• Goal of the exercise
Everything in the records must be copied exactly except the pictures.

• Task data
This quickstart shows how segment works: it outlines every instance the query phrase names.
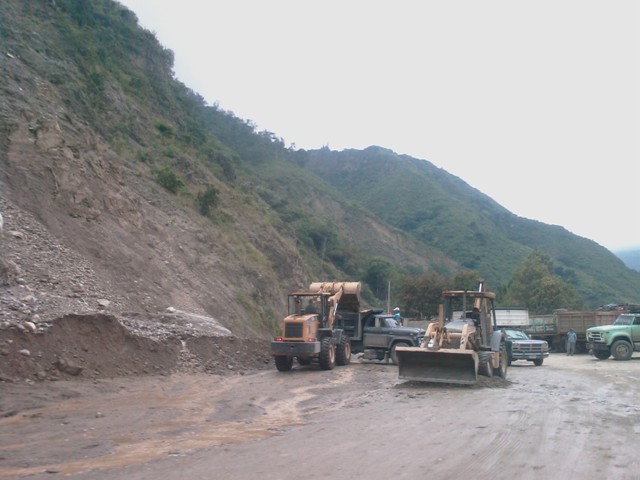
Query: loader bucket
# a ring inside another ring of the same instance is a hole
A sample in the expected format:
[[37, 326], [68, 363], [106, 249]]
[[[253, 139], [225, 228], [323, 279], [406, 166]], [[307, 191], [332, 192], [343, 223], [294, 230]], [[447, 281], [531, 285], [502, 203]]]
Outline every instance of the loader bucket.
[[473, 385], [478, 379], [478, 354], [473, 350], [398, 347], [399, 377], [419, 382]]

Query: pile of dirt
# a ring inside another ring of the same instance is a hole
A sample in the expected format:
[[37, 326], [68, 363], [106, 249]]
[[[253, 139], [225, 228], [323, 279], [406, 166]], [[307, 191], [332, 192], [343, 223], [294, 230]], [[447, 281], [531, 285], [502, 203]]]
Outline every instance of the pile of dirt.
[[272, 368], [264, 340], [234, 336], [136, 335], [117, 318], [70, 314], [47, 331], [0, 331], [0, 380], [111, 378], [170, 373], [224, 375]]

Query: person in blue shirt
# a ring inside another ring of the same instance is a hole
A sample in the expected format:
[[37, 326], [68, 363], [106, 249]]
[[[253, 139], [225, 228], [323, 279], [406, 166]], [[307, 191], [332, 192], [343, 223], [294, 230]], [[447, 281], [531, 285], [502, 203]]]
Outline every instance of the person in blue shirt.
[[400, 309], [398, 307], [393, 309], [393, 318], [398, 325], [402, 325], [402, 317], [400, 316]]
[[573, 355], [576, 353], [576, 342], [578, 341], [578, 335], [573, 331], [573, 328], [567, 333], [567, 355]]

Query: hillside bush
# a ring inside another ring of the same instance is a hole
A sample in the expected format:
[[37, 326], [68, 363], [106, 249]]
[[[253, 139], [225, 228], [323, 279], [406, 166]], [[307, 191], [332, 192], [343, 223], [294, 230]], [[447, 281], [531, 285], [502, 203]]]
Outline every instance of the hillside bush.
[[205, 217], [211, 213], [211, 209], [218, 205], [218, 190], [213, 186], [207, 186], [204, 192], [198, 192], [196, 195], [196, 203], [200, 213]]
[[156, 171], [156, 181], [171, 193], [178, 193], [184, 187], [184, 182], [169, 167]]

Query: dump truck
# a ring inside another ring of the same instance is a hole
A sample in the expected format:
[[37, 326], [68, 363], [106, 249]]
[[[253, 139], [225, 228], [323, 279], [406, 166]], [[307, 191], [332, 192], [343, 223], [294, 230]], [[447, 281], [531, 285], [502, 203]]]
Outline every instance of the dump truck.
[[498, 328], [526, 329], [529, 326], [529, 309], [497, 307], [496, 324]]
[[349, 364], [349, 335], [335, 321], [359, 314], [360, 290], [360, 282], [314, 282], [289, 294], [281, 334], [271, 342], [278, 371], [290, 371], [294, 359], [301, 365], [317, 362], [322, 370]]
[[578, 352], [588, 351], [587, 330], [591, 327], [611, 325], [618, 315], [626, 312], [625, 305], [618, 305], [608, 310], [591, 311], [555, 310], [548, 315], [531, 316], [530, 325], [524, 331], [533, 339], [546, 340], [555, 352], [566, 352], [567, 333], [573, 330], [578, 335], [576, 349]]
[[399, 325], [394, 316], [380, 308], [364, 308], [358, 312], [339, 309], [336, 325], [349, 335], [351, 351], [362, 353], [364, 360], [398, 363], [396, 349], [417, 347], [425, 329]]
[[396, 349], [399, 377], [462, 385], [475, 384], [478, 374], [506, 378], [506, 339], [496, 326], [495, 298], [484, 282], [477, 290], [444, 291], [438, 320], [422, 344]]

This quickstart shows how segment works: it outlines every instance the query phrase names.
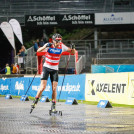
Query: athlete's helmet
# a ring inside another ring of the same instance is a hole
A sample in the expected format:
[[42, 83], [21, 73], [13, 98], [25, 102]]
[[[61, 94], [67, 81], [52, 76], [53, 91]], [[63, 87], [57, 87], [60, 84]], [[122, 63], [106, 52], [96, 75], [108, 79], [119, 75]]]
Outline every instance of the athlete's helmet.
[[60, 34], [58, 34], [58, 33], [55, 33], [55, 34], [52, 36], [52, 39], [58, 43], [58, 42], [61, 42], [62, 36], [61, 36]]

• Exercise answer
This quickstart shows how segment works: it outlines every instance the query phrase names.
Query: loader bucket
# a ring inside another ring of the same instance is a hole
A sample in the expected format:
[[37, 326], [68, 363], [106, 249]]
[[[253, 139], [225, 228], [323, 279], [406, 166]], [[307, 191], [332, 192], [343, 223], [294, 230]], [[447, 281], [531, 285], [502, 203]]]
Outline every instance of the loader bucket.
[[473, 385], [478, 379], [478, 354], [473, 350], [398, 347], [399, 377], [419, 382]]

Query: pile of dirt
# a ring inside another ring of the same instance is a hole
A sample in the expected format:
[[37, 326], [68, 363], [106, 249]]
[[[253, 139], [225, 228], [323, 279], [406, 166]], [[307, 191], [332, 192], [343, 223], [294, 230]], [[447, 281], [531, 285], [502, 203]]]
Outline every instance of the pile of dirt.
[[272, 368], [264, 340], [234, 336], [136, 335], [117, 318], [70, 314], [47, 331], [0, 331], [0, 380], [111, 378], [170, 373], [224, 375]]

Query: person in blue shirt
# a ring inside another ring of the same instance is a hole
A sample in the expected format:
[[37, 326], [68, 363], [106, 249]]
[[[253, 139], [225, 228], [323, 279], [406, 166]], [[307, 191], [332, 192], [343, 223], [294, 230]], [[447, 281], [531, 285], [502, 203]]]
Outline every instance of the person in blue shirt.
[[400, 309], [398, 307], [393, 309], [393, 318], [398, 325], [402, 325], [402, 317], [400, 316]]
[[573, 355], [576, 353], [576, 342], [578, 341], [578, 335], [573, 331], [573, 328], [567, 333], [567, 355]]

Query: hillside bush
# a ring inside another ring of the same instance is a hole
A sample in the expected format:
[[37, 326], [68, 363], [106, 249]]
[[[253, 139], [225, 228], [323, 279], [406, 166]], [[307, 191], [332, 192], [343, 223], [294, 230]], [[447, 281], [531, 285], [502, 203]]]
Outline every instance of the hillside bush.
[[205, 217], [211, 213], [211, 209], [218, 205], [218, 190], [213, 186], [207, 186], [204, 192], [198, 192], [196, 195], [196, 203], [200, 213]]
[[156, 171], [156, 181], [171, 193], [178, 193], [184, 187], [184, 182], [169, 167]]

Query: dump truck
# a ring inside another ring of the same instance is a hole
A sample in the expected format:
[[37, 326], [68, 363], [106, 249]]
[[[253, 139], [225, 228], [323, 279], [406, 166]], [[307, 191], [332, 192], [343, 223], [294, 230]], [[447, 281], [531, 285], [502, 203]]]
Outline every instance of the dump truck.
[[498, 328], [526, 329], [529, 326], [529, 309], [497, 307], [496, 324]]
[[349, 364], [349, 335], [335, 321], [359, 314], [360, 290], [360, 282], [314, 282], [289, 294], [281, 334], [271, 342], [278, 371], [290, 371], [294, 359], [301, 365], [317, 362], [322, 370]]
[[578, 352], [588, 351], [587, 330], [591, 327], [611, 325], [618, 315], [626, 312], [625, 305], [618, 305], [608, 310], [591, 311], [555, 310], [548, 315], [531, 316], [530, 325], [524, 331], [533, 339], [546, 340], [555, 352], [566, 352], [567, 333], [573, 330], [578, 335], [576, 349]]
[[399, 325], [394, 316], [380, 308], [364, 308], [358, 312], [339, 309], [336, 325], [349, 335], [351, 351], [362, 353], [364, 360], [398, 363], [396, 349], [417, 347], [425, 329]]
[[396, 349], [399, 377], [462, 385], [475, 384], [478, 374], [506, 378], [506, 339], [496, 326], [495, 298], [484, 282], [477, 290], [444, 291], [438, 320], [422, 344]]

This quickstart shows how segment works: it outlines every instance the query phrase names.
Query: athlete's helmet
# a ring inside another ring of the same instance is a hole
A sample in the expected format:
[[42, 83], [21, 73], [13, 98], [25, 102]]
[[[61, 94], [67, 81], [52, 76], [53, 91]], [[63, 87], [57, 87], [60, 84]], [[122, 63], [106, 52], [96, 75], [108, 79], [119, 75]]]
Outline every instance of the athlete's helmet.
[[60, 34], [58, 34], [58, 33], [55, 33], [55, 34], [52, 36], [52, 39], [58, 43], [58, 42], [61, 42], [62, 36], [61, 36]]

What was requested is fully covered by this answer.